(MATERIAL FOR THIS EXERCISE Opens)

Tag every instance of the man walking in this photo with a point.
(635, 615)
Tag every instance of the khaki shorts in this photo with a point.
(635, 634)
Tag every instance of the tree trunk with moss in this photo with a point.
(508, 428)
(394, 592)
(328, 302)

(MATERIAL FOR THIS EXERCISE Closes)
(MATERIAL FOR THIS EXERCISE Opens)

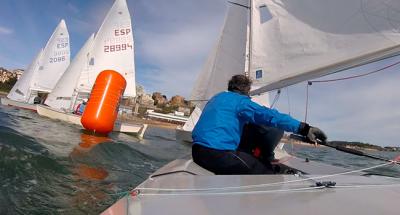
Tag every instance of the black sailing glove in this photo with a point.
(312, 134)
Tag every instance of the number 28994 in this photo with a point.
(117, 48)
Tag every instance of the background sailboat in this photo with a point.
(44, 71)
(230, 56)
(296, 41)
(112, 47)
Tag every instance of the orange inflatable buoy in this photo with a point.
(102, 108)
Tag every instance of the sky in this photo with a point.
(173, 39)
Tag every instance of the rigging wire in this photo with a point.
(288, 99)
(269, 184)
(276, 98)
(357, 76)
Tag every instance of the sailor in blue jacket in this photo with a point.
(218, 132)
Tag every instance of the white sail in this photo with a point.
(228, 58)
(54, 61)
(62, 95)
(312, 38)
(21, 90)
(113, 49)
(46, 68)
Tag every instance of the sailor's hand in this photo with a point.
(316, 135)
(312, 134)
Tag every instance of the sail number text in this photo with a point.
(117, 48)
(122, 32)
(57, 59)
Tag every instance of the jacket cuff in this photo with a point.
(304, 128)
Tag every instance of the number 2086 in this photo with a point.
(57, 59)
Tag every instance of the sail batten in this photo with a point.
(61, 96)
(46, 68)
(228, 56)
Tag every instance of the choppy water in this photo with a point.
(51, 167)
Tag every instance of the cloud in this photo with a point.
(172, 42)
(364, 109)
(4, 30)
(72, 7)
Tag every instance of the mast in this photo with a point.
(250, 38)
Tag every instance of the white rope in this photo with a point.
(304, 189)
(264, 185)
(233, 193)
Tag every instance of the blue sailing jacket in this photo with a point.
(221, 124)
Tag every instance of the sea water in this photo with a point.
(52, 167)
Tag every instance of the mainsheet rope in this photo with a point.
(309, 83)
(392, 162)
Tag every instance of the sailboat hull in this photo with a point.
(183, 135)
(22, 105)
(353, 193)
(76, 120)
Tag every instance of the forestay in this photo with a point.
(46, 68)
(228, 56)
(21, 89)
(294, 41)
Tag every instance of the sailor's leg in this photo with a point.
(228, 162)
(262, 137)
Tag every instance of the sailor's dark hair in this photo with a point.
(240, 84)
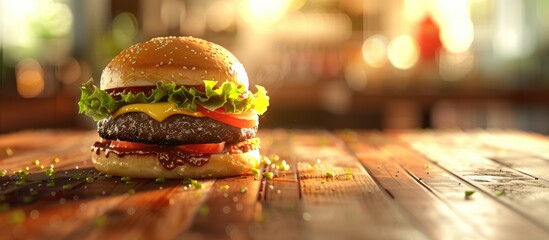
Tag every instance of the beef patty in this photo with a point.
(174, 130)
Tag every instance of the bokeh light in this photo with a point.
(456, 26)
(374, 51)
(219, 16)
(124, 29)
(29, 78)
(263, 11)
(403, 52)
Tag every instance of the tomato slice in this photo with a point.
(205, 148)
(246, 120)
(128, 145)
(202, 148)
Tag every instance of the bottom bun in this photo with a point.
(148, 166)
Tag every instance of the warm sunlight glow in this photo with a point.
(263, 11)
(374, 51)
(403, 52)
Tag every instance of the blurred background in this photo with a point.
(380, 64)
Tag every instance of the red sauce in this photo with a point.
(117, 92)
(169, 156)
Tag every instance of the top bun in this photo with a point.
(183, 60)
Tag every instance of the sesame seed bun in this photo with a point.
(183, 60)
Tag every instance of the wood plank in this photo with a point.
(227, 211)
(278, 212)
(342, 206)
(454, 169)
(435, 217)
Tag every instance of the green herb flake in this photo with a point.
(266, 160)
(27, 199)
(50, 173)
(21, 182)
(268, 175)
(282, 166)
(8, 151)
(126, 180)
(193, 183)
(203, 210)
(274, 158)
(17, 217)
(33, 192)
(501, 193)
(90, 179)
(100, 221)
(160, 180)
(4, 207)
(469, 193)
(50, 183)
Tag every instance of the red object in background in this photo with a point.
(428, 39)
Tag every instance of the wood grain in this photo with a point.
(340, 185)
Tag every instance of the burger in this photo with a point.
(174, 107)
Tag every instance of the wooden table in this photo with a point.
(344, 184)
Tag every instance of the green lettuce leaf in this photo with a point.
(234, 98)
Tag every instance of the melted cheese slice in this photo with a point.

(MATERIAL FOR THIS EXERCISE Closes)
(MATERIAL FOR THIS EXERCISE Opens)

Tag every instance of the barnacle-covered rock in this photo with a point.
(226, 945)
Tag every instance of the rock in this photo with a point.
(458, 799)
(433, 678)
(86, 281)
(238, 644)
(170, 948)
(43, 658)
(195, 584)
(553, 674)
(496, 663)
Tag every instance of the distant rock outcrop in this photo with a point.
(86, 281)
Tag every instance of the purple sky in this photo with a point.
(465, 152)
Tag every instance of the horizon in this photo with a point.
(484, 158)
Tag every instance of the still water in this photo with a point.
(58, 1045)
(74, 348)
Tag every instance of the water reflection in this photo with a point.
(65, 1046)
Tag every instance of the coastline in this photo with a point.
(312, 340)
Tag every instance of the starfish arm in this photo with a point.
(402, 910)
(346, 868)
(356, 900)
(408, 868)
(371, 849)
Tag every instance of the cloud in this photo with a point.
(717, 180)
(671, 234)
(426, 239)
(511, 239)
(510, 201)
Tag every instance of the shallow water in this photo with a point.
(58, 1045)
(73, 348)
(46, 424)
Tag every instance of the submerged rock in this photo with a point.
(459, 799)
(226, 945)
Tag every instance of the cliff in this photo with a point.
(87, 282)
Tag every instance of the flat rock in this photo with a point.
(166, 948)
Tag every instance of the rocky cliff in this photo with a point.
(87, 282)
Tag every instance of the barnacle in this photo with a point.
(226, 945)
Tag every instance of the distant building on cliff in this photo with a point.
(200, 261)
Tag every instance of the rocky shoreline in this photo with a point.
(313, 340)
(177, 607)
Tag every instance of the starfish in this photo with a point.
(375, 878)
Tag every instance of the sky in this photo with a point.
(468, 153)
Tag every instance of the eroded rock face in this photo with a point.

(MATERIAL FOR THIS EXERCISE Closes)

**WORK INSTRUCTION**. Copy the lines of the data above exactly as written, beginning with the line containing "Tag every instance of the purple" and ending with the line containing "Tag every instance of the eroded", and leave out all other lines.

**RESPONSE AREA**.
Tag every instance of the purple sky in this photo with a point.
(465, 152)
Tag every instance of the horizon in this photo with a point.
(484, 158)
Tag every instance of the still water in this photo with a point.
(58, 1045)
(74, 348)
Tag every instance of the water reflection in this photo with a point.
(65, 1046)
Tag every instance of the coastline in this photo with a point.
(312, 340)
Tag every instance of the starfish arm in this photo with a point.
(402, 910)
(346, 868)
(356, 900)
(408, 868)
(371, 849)
Tag every instance of the cloud in this photo with a point.
(717, 180)
(671, 234)
(426, 239)
(511, 239)
(510, 201)
Tag every instance of the shallow water in this photo with a point.
(58, 1045)
(73, 348)
(46, 424)
Tag every instance of the submerged rock in this photo with a point.
(459, 799)
(226, 945)
Tag every instance of the cliff in this photo with a point.
(87, 282)
Tag every instance of the flat rock in this photo with a point.
(166, 948)
Tag every instance of the rocky cliff in this photo with a point.
(87, 282)
Tag every instance of the barnacle in this photo with a point.
(226, 945)
Tag every instance of the distant building on cliff in this photo with a point.
(200, 261)
Tag every instance of the rocky shoreline in this photo with a point.
(313, 340)
(177, 607)
Tag every instance of the starfish in this photo with a point.
(375, 878)
Tag every instance of the sky in this photo with a point.
(468, 153)
Tag every instance of the eroded rock face in this photo with a point.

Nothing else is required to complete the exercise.